[Written instruction a]
In the pool discovery service post, how would you restate the paragraph beginning "Today marks the completion" in a single shorter sentence that keeps its main facts?

Pool Discovery Service: Triangular Arbitrage Support and Production Insights

15 minute read

Published:

TL;DR

Today marks the completion of pool-discovery-service with triangular arbitrage support, a critical component of the Quote Service Rewrite:

  1. Triangular Arbitrage Support: 45 token pairs (14 LST/SOL + 14 LST/USDC + 14 LST/USDT + SOL/stablecoins + USDC/USDT)
  2. Quote Service Rewrite Progress: Completed solana-rpc-proxy and pool-discovery-service (2 of 3 components)
  3. 10K+ Pool Discovery Capability: Can technically support 10,000+ pairs (Priority 3: Protocol Expansion), but Full Pool Indexer NOT Recommended for LST HFT
  4. Performance Improvements: WebSocket-first architecture (99% RPC reduction), 8-hour crash recovery (5s vs 5-10min)

[Extracted information]

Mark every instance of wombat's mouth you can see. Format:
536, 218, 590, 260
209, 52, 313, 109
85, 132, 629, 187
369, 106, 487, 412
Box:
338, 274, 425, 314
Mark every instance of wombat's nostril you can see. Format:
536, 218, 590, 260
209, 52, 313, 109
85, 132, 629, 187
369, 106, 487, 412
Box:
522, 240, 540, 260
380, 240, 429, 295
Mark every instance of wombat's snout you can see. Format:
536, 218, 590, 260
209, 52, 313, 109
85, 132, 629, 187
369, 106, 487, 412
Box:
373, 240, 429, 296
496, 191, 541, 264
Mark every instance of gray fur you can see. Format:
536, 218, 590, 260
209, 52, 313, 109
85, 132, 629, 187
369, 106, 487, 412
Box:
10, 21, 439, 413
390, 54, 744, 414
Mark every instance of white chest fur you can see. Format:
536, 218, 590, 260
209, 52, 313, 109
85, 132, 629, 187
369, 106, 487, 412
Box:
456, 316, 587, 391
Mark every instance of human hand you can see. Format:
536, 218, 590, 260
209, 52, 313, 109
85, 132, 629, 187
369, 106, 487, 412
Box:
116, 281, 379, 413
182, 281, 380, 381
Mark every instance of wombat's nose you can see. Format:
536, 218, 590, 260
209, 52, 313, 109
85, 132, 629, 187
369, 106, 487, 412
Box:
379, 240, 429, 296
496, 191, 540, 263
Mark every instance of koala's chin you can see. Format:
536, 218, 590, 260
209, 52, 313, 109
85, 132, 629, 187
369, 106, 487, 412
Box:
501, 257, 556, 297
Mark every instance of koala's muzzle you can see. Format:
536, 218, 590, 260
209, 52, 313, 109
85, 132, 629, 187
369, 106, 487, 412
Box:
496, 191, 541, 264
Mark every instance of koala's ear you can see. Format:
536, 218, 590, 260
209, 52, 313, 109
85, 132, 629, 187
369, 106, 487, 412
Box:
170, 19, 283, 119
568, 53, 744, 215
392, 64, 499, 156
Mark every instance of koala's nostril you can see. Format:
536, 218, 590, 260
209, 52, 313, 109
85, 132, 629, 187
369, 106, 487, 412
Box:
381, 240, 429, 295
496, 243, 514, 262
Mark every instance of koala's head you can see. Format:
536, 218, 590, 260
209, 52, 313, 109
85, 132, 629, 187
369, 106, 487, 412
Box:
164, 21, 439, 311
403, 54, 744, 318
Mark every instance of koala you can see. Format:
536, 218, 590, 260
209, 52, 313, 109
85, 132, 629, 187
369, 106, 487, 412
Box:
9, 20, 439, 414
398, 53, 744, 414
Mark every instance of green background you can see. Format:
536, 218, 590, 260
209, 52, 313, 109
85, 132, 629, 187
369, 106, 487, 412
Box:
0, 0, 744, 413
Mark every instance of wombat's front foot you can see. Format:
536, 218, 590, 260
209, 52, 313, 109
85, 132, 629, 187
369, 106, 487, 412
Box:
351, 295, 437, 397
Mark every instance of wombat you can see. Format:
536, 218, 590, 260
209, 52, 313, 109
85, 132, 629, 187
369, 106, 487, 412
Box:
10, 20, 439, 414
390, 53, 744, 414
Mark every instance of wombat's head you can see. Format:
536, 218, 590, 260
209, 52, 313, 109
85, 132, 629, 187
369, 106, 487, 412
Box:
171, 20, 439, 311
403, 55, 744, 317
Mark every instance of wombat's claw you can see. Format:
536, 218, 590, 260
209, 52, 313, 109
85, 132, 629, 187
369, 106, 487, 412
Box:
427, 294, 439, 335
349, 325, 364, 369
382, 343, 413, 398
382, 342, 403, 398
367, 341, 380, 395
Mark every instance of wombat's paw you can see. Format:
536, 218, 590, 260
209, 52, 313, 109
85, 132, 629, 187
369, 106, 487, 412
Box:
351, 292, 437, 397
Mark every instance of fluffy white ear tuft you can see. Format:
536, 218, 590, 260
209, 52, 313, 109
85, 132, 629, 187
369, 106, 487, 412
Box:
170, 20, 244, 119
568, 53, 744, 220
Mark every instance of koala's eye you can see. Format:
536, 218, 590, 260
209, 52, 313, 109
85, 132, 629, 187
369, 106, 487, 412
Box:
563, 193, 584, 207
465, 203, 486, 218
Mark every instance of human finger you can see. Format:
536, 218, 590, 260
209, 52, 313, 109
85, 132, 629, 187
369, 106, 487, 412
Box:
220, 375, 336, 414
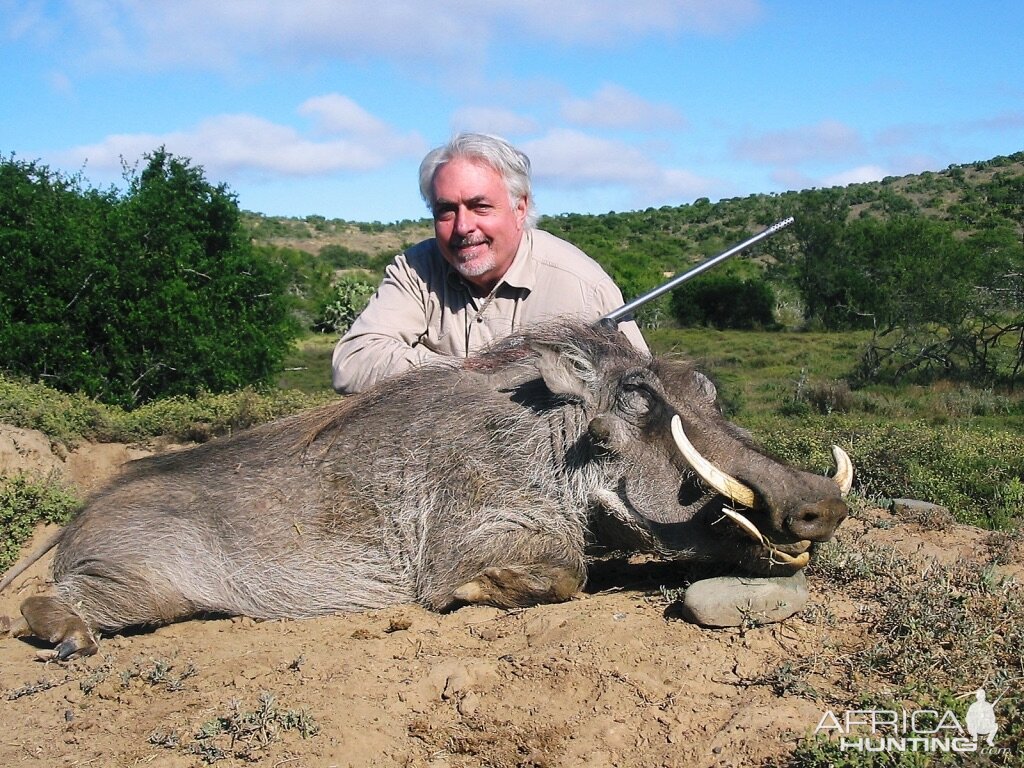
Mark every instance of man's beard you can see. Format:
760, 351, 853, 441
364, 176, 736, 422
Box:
452, 240, 496, 278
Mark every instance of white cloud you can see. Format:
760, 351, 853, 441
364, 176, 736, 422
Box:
561, 84, 686, 130
299, 93, 391, 136
59, 94, 425, 177
732, 120, 864, 166
452, 106, 538, 136
521, 130, 719, 206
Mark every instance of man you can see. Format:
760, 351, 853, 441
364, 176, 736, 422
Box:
332, 133, 647, 393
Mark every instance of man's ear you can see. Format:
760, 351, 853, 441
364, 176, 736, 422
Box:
534, 344, 598, 404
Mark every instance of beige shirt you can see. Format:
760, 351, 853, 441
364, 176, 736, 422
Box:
332, 229, 648, 393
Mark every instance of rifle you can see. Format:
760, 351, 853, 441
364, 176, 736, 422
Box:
598, 216, 796, 329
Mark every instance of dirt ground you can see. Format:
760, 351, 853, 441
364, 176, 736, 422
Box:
0, 428, 1021, 768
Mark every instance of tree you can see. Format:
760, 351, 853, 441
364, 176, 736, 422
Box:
0, 150, 297, 406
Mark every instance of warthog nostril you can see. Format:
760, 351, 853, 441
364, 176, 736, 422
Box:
785, 499, 849, 542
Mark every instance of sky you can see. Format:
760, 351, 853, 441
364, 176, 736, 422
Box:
0, 0, 1024, 223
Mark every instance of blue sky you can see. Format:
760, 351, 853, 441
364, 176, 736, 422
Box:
0, 0, 1024, 222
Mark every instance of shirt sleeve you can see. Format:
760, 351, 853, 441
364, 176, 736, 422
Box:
331, 255, 441, 394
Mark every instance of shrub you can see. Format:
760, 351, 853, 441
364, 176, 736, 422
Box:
0, 150, 298, 407
0, 472, 80, 572
671, 274, 775, 329
313, 275, 377, 336
748, 416, 1024, 528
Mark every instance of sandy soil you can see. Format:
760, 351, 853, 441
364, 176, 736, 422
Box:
0, 429, 1021, 768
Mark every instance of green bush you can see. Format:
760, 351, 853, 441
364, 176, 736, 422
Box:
0, 472, 80, 572
0, 150, 298, 407
313, 275, 377, 336
0, 376, 327, 442
672, 273, 775, 328
749, 417, 1024, 528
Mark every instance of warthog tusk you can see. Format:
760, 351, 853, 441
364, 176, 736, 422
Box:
722, 507, 811, 568
771, 549, 811, 568
833, 445, 853, 496
672, 415, 819, 568
672, 414, 754, 507
722, 507, 767, 544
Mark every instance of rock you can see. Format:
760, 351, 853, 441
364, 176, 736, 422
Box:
682, 570, 808, 627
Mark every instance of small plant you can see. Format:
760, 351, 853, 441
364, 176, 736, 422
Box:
188, 691, 319, 764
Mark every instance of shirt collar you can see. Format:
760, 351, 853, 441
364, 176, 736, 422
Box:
498, 228, 537, 291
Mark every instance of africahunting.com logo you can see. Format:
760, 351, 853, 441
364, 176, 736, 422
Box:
814, 688, 1001, 753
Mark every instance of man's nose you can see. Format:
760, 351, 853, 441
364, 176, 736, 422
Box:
455, 208, 476, 234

[Written instruction b]
From the records, could you extract the stretch from the line containing "Mark every instance of warthog nostril" through the line containing "0, 0, 1024, 222", with both of those lines included, and repeat it line for line?

[Answer a]
Pool-discovery-service, a critical component of the Quote Service Rewrite, is now complete with triangular arbitrage support.

[Answer b]
Mark every instance of warthog nostril you can see. Format:
760, 351, 853, 441
364, 176, 736, 422
Box:
785, 499, 849, 542
Mark every instance of sky you can see. Format:
760, 351, 853, 441
364, 176, 736, 422
Box:
0, 0, 1024, 223
Mark every instance of blue sky you can see. Format:
760, 351, 853, 441
364, 176, 736, 422
Box:
0, 0, 1024, 222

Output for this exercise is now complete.